--- start SUPPLIED RECORDS ---
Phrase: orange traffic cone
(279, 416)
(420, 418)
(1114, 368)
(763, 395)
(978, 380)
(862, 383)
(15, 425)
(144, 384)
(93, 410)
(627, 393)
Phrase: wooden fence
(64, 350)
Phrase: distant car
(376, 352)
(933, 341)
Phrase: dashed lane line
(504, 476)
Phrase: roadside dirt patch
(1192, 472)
--- end SUPPLIED RECORDS ---
--- start SUPPLIED RECORDS ---
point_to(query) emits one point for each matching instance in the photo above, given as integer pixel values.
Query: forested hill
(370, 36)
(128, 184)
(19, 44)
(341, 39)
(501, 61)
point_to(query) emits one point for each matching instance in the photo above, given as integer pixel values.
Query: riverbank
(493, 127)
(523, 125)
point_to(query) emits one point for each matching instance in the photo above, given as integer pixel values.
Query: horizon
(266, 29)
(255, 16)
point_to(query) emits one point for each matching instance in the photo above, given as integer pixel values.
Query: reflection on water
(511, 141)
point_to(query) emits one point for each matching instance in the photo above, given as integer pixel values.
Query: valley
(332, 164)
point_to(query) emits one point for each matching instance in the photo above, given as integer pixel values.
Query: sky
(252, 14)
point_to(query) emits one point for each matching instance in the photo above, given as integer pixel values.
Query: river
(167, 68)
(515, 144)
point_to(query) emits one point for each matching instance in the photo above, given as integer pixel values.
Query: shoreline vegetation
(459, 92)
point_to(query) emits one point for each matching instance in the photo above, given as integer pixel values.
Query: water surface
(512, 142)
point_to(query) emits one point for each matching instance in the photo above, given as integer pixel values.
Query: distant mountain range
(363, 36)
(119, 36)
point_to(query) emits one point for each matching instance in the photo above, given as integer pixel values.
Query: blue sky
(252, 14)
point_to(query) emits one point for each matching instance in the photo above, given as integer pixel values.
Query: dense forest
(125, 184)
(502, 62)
--- end SUPPLIED RECORDS ---
Please rewrite every line of the entries starting at the line with "Phrase: orange traffic cone" and ending at the line with "(1192, 472)", adding 65 to each coordinate.

Phrase: orange traffic cone
(344, 481)
(485, 483)
(1179, 433)
(828, 460)
(1043, 445)
(927, 448)
(80, 490)
(209, 449)
(158, 475)
(692, 458)
Phrase: wooden fence
(129, 415)
Phrase: distant car
(441, 417)
(998, 406)
Phrase: dashed lane line
(569, 541)
Phrase: roadside dirt patch
(1257, 537)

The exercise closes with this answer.